> _Problem description_: In the material below, the required lines run from the one containing "Task: place a pin on each instance of the man's beard." through the one containing "in white shirt.". Copy those lines exactly, ends included, and nothing else.

> _Supplied data_:

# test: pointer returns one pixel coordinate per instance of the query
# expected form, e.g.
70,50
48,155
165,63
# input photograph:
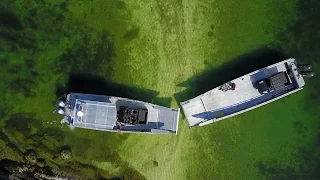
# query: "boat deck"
216,103
100,112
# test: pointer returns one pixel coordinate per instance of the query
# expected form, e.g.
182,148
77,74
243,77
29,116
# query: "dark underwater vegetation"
161,52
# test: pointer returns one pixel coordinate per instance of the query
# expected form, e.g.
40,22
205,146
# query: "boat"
247,92
116,114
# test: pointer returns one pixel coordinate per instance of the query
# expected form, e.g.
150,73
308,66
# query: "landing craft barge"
246,93
108,113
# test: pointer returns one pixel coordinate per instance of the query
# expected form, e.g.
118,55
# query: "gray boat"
246,93
108,113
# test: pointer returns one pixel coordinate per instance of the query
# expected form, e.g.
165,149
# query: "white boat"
116,114
246,93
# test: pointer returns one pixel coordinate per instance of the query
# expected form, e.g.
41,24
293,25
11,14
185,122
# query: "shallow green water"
161,52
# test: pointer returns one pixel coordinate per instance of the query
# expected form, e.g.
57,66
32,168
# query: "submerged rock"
66,153
31,156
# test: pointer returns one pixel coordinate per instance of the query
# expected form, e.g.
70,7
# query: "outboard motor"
61,103
304,67
60,111
307,73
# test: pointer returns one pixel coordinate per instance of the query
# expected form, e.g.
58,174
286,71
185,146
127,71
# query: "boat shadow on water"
215,76
92,84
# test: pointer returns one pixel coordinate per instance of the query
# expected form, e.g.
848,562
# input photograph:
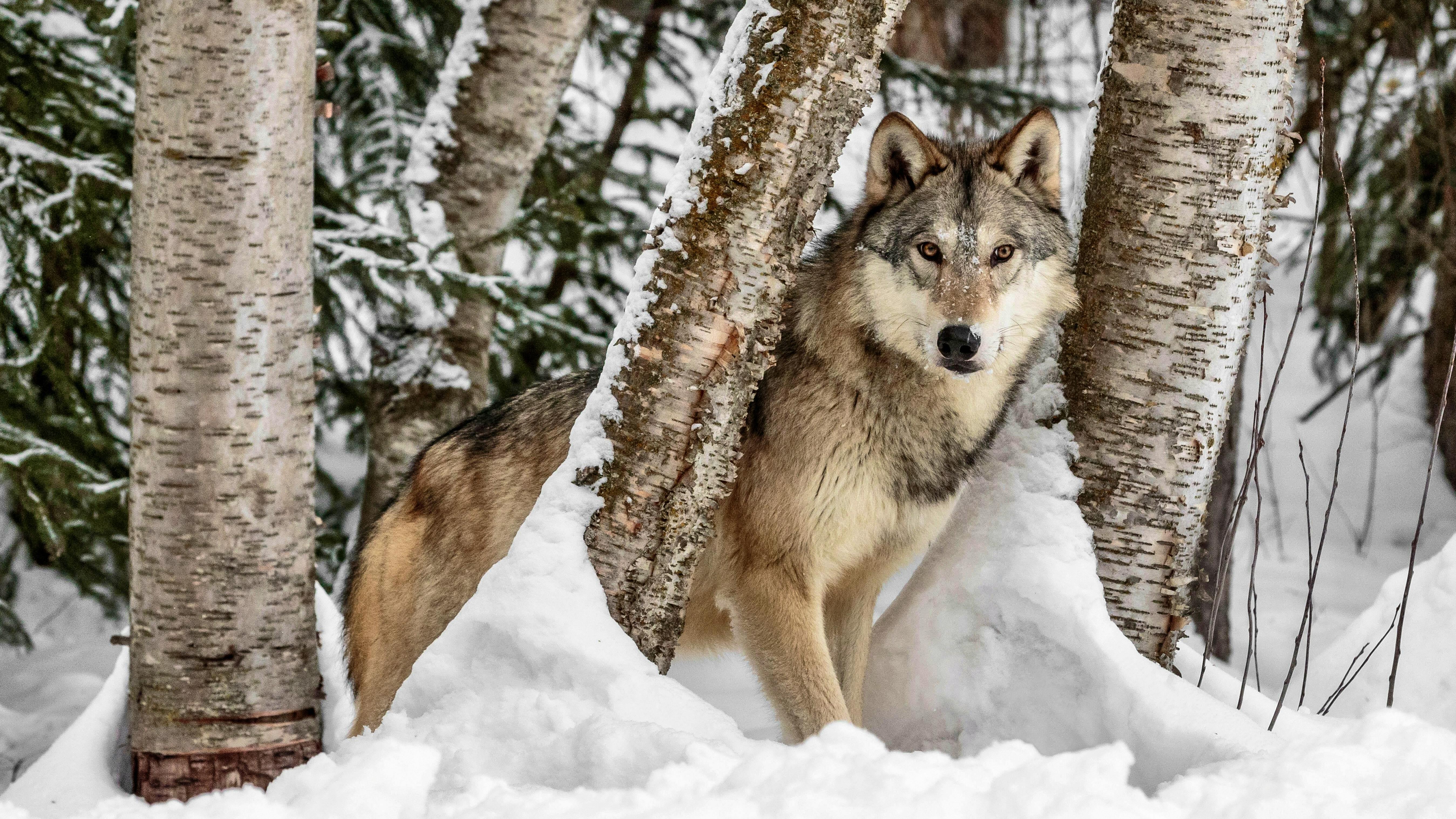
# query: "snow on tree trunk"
469,162
1190,142
225,674
793,81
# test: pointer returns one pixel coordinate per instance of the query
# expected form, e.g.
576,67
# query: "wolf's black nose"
959,343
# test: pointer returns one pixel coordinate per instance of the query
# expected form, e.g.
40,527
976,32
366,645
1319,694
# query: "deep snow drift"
534,703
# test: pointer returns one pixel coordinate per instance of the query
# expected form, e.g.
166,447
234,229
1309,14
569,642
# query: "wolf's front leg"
849,614
780,623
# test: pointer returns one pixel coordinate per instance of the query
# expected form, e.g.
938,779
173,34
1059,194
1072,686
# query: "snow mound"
1002,633
535,705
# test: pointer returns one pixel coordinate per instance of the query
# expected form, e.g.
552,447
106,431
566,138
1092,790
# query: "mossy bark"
225,677
720,267
1192,138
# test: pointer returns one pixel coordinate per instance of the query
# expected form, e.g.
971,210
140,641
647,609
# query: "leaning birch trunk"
517,56
793,81
225,675
1190,142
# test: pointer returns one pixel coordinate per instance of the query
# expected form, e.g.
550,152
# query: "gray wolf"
906,336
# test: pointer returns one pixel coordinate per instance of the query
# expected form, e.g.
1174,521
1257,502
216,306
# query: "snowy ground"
998,672
1393,417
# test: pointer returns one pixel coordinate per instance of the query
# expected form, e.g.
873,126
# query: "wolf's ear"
1031,155
900,158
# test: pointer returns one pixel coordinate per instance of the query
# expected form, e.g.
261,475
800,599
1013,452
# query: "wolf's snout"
957,344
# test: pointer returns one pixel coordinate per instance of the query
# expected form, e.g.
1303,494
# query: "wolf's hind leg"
781,629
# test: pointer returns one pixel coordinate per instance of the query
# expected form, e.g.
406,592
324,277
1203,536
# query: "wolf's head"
960,250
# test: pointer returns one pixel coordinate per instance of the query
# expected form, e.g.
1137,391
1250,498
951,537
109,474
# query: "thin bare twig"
1225,553
1340,449
1420,521
1349,678
1309,553
1251,604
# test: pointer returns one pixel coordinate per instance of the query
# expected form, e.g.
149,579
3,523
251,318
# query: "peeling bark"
721,256
225,677
504,113
1189,146
1210,604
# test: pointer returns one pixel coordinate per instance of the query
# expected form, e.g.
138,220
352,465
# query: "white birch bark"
471,161
225,675
793,81
1190,142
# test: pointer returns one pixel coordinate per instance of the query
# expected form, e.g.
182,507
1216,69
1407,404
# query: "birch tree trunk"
793,81
1209,597
1190,142
225,677
522,55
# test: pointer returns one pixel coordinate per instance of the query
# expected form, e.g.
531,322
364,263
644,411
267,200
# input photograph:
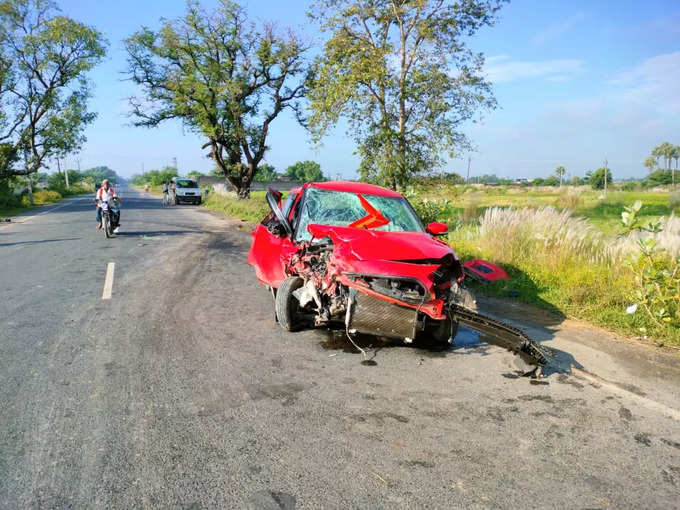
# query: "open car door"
271,242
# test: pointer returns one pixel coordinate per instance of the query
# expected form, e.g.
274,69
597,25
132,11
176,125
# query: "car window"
186,183
327,207
288,204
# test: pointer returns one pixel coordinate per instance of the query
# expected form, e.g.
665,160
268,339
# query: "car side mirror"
437,229
273,200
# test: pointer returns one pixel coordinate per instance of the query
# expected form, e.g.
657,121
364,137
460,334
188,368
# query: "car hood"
376,245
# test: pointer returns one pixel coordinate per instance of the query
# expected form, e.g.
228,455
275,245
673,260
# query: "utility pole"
65,172
29,182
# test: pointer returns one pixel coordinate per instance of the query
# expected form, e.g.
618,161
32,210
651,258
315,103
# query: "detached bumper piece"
499,333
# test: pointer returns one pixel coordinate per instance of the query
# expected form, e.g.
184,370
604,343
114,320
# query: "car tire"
441,334
287,305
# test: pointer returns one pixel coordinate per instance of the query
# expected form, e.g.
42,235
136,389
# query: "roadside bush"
674,200
42,197
252,209
471,209
656,270
8,200
569,200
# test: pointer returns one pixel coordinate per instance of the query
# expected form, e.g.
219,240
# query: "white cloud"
500,69
652,85
558,29
627,114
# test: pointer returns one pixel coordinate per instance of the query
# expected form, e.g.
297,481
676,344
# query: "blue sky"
575,81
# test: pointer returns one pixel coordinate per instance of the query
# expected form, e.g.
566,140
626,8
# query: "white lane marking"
108,281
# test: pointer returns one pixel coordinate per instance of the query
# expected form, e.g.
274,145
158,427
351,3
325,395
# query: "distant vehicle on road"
187,191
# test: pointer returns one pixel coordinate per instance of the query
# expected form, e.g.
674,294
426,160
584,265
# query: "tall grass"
252,209
557,260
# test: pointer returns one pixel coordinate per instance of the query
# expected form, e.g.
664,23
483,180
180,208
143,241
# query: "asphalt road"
180,391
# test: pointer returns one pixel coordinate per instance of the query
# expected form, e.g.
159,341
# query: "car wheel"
287,306
441,334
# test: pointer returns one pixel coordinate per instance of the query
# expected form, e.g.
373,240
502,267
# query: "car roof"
354,187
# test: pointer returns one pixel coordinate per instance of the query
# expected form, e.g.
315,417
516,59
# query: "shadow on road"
152,233
41,241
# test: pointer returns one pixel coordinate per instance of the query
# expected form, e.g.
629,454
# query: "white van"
187,190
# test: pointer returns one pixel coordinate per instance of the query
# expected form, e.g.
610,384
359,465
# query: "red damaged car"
358,255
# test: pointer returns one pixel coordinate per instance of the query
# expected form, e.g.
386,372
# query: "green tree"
222,77
305,171
659,177
99,173
651,163
596,178
665,151
266,173
44,58
402,74
551,180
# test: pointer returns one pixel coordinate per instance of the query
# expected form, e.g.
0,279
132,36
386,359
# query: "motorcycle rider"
105,193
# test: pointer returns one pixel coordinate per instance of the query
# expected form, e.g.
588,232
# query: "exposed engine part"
461,296
376,316
308,293
408,290
503,335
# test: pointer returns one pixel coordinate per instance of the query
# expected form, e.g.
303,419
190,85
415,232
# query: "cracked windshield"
339,208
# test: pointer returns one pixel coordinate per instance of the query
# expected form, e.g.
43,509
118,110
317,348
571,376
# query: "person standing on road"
173,195
105,193
165,189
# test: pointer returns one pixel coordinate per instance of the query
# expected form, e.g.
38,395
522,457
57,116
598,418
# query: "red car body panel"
357,251
484,270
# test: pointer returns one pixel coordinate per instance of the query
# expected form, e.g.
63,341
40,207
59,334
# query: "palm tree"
664,150
675,154
651,163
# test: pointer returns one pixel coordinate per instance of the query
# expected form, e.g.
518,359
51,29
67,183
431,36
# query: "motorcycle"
110,215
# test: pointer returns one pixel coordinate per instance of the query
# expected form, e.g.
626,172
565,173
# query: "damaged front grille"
375,316
409,290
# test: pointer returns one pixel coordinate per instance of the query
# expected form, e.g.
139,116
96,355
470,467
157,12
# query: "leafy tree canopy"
266,173
305,171
596,178
222,77
402,74
44,58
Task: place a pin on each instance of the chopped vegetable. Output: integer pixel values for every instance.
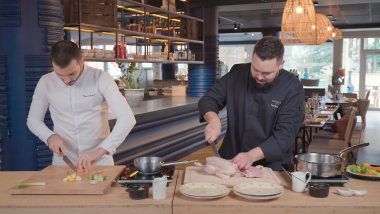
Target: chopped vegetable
(21, 185)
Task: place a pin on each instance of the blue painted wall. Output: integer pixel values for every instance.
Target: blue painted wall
(28, 30)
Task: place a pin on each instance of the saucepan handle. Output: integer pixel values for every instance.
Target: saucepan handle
(349, 149)
(178, 162)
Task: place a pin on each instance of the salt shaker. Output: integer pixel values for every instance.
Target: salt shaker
(159, 188)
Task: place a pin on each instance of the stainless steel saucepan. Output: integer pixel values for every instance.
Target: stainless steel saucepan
(324, 165)
(152, 165)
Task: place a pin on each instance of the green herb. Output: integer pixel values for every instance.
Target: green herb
(21, 185)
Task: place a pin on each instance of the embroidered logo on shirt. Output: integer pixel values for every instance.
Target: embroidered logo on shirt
(88, 95)
(275, 104)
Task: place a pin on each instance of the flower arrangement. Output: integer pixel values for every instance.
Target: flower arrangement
(131, 75)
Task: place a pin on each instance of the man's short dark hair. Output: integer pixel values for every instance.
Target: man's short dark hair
(63, 52)
(269, 47)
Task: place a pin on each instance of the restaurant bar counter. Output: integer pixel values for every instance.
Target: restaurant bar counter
(116, 200)
(167, 127)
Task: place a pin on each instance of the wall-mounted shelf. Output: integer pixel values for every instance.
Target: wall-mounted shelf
(142, 39)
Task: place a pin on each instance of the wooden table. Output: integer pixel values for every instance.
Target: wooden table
(115, 200)
(290, 202)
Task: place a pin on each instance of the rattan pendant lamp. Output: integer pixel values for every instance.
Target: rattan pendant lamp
(298, 18)
(322, 32)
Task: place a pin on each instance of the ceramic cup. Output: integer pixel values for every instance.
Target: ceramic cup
(298, 185)
(159, 188)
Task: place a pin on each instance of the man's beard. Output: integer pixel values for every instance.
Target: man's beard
(263, 88)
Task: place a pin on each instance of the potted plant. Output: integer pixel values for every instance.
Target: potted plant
(132, 78)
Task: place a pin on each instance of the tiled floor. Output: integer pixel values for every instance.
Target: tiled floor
(370, 154)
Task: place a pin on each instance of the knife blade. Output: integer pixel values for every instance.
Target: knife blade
(214, 150)
(67, 161)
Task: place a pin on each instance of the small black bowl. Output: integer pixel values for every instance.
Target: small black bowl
(136, 194)
(318, 190)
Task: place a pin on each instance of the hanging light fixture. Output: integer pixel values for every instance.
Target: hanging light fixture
(321, 33)
(298, 16)
(245, 55)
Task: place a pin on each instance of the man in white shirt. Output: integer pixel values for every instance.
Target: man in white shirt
(78, 97)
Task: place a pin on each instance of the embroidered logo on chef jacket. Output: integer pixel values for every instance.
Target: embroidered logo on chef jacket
(275, 104)
(88, 95)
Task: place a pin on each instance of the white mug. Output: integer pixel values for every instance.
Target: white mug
(299, 181)
(159, 188)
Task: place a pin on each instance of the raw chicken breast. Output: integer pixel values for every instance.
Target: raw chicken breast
(207, 168)
(222, 165)
(254, 172)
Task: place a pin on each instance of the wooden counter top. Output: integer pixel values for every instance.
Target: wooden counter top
(115, 200)
(290, 202)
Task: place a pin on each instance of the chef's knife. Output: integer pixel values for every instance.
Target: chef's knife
(213, 147)
(67, 161)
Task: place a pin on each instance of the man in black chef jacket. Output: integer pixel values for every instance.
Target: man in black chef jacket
(265, 108)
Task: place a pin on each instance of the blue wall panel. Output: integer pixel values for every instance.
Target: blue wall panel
(28, 30)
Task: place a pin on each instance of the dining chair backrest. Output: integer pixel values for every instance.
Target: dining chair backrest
(351, 95)
(349, 129)
(311, 82)
(363, 106)
(367, 95)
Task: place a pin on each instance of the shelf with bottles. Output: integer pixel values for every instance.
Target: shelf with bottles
(152, 10)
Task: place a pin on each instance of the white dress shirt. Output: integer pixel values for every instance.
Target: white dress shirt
(80, 114)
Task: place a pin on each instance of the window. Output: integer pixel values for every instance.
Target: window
(317, 58)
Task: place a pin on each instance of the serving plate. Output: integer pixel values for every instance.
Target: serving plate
(258, 189)
(204, 189)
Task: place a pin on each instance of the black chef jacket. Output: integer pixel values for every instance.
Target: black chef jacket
(269, 121)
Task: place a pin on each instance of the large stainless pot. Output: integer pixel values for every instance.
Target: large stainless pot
(324, 165)
(152, 165)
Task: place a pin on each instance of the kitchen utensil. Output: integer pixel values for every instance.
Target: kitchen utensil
(318, 190)
(159, 188)
(359, 193)
(214, 150)
(67, 161)
(299, 181)
(138, 191)
(324, 165)
(258, 189)
(345, 193)
(154, 164)
(53, 176)
(204, 189)
(196, 174)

> _Response area_:
Task: place a pin on each instance of the man's beard. Output: integer pixel values for every instance.
Target: man's beard
(263, 88)
Task: place a pin on each instance of the potted plant. Output: integer pixel values for every instance.
Target: potted plant
(132, 78)
Task: place a pin on each instance of the tiled floor. Output: integer pixel values for every instance.
Target: tiled floor
(370, 154)
Task: place a pin on each instance of the knife blade. Output: integer pixel values for every instance.
Target: knife blade
(214, 150)
(67, 161)
Task: place a pin on each instance of the small black bowl. Output: integer pixel values for every instance.
Target: small black bowl
(136, 194)
(318, 190)
Task: place a pin on each instance of the hanging light fixture. Output: integer pixel values for every instance.
Target: hanging light fixture
(321, 33)
(298, 16)
(245, 55)
Task: place a pin on each instance of the man in white shirt. Output: integer pixel values for every instance.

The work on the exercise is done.